***** STORED DATA

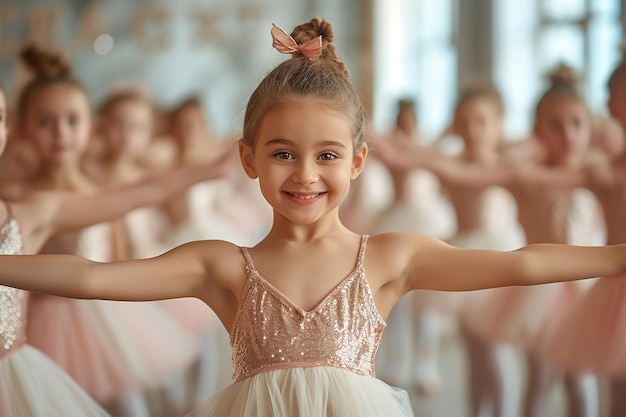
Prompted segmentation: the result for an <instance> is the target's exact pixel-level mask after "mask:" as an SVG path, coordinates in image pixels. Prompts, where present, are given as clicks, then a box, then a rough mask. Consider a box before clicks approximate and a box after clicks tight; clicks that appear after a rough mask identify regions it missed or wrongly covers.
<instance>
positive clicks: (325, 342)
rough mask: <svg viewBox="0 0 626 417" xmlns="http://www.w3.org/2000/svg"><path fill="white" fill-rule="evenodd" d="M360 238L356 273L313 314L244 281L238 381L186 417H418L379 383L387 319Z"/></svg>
mask: <svg viewBox="0 0 626 417" xmlns="http://www.w3.org/2000/svg"><path fill="white" fill-rule="evenodd" d="M366 246H367V236H363V237H362V240H361V247H360V250H359V255H358V258H357V261H356V265H355V267H354V269H353V271H352V272H351V273H350V274H348V275H347V276H346V277H345V278H344V279H343V280H341V281H340V282H339V284H337V286H336V287H335V288H334V289H333V290H331V291H330V292H329V293H328V294H327V295H326V297H324V298H323V299H322V300H321V301H320V302H319V303H318V304H317V305H316V307H314V308H313V309H312V310H310V311H305V310H303V309H302V308H300V307H298V306H297V305H295V304H294V303H293V302H292V301H291V300H290V299H289V298H287V297H286V296H285V295H284V294H283V293H281V292H280V291H279V290H278V289H276V288H275V287H274V286H273V285H272V284H271V283H270V282H268V281H267V280H266V279H265V278H263V277H262V276H261V275H260V274H259V273H258V271H257V270H256V269H255V267H254V263H253V261H252V258H251V256H250V254H249V252H248V250H247V249H246V248H243V247H242V248H241V251H242V254H243V256H244V258H245V262H246V270H247V281H246V285H245V288H244V293H243V296H242V299H241V300H242V301H241V303H240V305H239V308H238V311H237V314H236V316H235V320H234V323H233V327H232V329H231V333H230V341H231V348H232V359H233V368H234V373H233V381H234V383H233V384H232V385H230V386H229V387H227V388H225V389H223V390H222V391H220V392H218V393H217V394H215V395H213V396H212V397H210V398H209V399H208V400H206V401H205V402H204V403H202V404H201V405H199V406H198V407H197V408H196V409H194V410H193V411H192V412H191V413H190V414H188V417H208V416H219V417H235V416H236V417H252V416H267V417H287V416H288V417H313V416H315V417H319V416H325V417H345V416H359V417H368V416H372V417H374V416H376V417H383V416H384V417H389V416H392V417H395V416H413V415H414V414H413V411H412V409H411V404H410V400H409V396H408V394H407V393H406V391H404V390H400V389H397V388H393V387H391V386H389V385H387V384H385V383H384V382H383V381H381V380H379V379H377V378H376V377H375V373H374V371H375V369H374V359H375V355H376V351H377V348H378V345H379V343H380V339H381V336H382V332H383V329H384V328H385V321H384V320H383V318H382V317H381V316H380V314H379V313H378V310H377V308H376V305H375V303H374V298H373V295H372V292H371V290H370V287H369V284H368V281H367V278H366V274H365V269H364V257H365V251H366Z"/></svg>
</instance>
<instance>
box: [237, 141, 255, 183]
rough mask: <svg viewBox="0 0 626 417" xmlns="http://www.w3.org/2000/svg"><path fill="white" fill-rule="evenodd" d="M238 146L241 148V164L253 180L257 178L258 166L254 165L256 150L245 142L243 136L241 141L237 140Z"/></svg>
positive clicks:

**********

§ **INSTRUCTION**: Rewrite the data as a Markdown table with the columns Row and Line, starting at the beginning of the data and ending at the line that contains "238L356 273L313 314L244". Leave out blank lines and the pictures.

§ **EXERCISE RESULT**:
| Row | Line |
|---|---|
| 1 | Prompted segmentation: the result for an <instance> is the target's exact pixel-level mask after "mask:" as an SVG path, coordinates in image pixels. Prompts, where present, are given as clicks, then a box, then a rough mask. Consider a box before clicks approximate and a box after clicks tight; clicks that appear after a rough mask identify regions it missed or wrongly covers. |
| 2 | <instance> |
| 3 | positive clicks: (325, 342) |
| 4 | rough mask: <svg viewBox="0 0 626 417" xmlns="http://www.w3.org/2000/svg"><path fill="white" fill-rule="evenodd" d="M360 238L356 273L313 314L244 281L238 381L186 417H418L379 383L387 319Z"/></svg> |